Output the line containing "Put one marker on each instance of the long" and all subsequent lines of the listing below, copied exactly, with no other lines.
..............................
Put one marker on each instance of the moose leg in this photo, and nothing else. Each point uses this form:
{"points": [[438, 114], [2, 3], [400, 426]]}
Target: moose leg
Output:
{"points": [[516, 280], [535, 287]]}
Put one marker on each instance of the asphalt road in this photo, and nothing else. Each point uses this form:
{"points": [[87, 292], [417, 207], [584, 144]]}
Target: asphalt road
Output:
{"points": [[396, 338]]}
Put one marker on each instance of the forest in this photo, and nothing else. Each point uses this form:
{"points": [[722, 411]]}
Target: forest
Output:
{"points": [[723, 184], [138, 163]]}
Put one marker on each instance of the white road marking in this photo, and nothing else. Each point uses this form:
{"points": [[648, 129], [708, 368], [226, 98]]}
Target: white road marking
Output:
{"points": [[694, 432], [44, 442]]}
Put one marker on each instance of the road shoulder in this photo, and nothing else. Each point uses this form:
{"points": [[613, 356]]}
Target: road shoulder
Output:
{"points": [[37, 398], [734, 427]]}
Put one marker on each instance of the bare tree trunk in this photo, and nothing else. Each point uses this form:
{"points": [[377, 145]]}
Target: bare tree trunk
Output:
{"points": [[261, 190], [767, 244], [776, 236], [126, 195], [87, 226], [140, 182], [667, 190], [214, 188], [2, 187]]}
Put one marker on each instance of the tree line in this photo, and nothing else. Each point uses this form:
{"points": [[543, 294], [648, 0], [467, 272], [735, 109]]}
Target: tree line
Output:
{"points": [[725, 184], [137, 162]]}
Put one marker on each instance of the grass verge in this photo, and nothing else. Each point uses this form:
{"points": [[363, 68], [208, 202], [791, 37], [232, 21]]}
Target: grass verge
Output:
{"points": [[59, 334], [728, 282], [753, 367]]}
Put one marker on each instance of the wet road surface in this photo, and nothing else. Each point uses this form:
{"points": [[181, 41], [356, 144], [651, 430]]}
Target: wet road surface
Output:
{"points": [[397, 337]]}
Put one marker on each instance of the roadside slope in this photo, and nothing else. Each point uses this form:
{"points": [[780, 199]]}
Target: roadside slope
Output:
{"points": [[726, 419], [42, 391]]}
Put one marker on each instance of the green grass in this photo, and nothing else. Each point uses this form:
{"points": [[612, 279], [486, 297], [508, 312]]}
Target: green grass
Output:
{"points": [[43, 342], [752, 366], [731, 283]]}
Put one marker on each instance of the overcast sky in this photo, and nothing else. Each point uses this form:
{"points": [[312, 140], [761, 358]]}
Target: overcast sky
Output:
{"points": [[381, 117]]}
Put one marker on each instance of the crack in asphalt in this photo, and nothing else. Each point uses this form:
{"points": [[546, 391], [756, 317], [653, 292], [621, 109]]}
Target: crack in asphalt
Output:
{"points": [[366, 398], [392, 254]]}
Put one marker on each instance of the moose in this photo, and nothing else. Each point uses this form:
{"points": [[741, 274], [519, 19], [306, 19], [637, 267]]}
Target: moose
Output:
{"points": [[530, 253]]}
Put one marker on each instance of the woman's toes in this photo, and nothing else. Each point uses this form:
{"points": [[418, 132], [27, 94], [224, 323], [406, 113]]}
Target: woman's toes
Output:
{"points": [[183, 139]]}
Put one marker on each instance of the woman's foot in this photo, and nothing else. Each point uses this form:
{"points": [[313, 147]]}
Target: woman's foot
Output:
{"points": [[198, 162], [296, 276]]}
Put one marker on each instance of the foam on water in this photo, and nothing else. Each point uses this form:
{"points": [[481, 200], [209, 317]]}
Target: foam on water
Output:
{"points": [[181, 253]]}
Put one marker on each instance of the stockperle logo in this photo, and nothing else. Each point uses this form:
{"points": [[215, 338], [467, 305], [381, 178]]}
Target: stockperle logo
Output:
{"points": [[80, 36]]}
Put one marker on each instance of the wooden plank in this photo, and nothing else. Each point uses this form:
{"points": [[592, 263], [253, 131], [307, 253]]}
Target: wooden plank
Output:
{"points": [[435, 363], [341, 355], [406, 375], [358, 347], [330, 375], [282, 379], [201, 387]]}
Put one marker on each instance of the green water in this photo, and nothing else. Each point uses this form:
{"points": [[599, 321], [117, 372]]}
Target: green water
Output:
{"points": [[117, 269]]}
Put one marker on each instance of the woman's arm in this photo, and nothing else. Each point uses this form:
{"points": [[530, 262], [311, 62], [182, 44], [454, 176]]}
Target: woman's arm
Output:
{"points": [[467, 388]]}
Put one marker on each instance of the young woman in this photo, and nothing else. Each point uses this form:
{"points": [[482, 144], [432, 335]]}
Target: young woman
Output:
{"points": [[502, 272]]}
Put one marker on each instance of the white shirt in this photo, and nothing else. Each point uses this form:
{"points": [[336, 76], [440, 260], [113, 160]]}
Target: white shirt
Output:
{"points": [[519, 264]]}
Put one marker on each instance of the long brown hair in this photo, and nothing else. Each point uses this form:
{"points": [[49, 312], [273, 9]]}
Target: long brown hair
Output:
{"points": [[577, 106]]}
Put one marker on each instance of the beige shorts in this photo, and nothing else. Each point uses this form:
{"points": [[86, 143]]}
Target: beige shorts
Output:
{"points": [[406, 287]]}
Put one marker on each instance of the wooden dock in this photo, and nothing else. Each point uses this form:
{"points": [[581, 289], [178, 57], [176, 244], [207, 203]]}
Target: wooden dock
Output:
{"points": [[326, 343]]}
..............................
### Solved problem:
Put one marker on each instance of the long brown hair in this photo, and nothing else. Each point uses this form:
{"points": [[49, 312], [273, 9]]}
Target: long brown hair
Output:
{"points": [[577, 106]]}
Put one marker on each instance of the beige shorts in this photo, and nothing else. Each point uses this form:
{"points": [[86, 143]]}
Target: beige shorts
Output:
{"points": [[406, 287]]}
Put one marker on each instance of the wooden dock in this photo, and nothing else. Each point uses this form:
{"points": [[581, 289], [178, 57], [176, 244], [207, 203]]}
Target: wooden dock
Output:
{"points": [[326, 343]]}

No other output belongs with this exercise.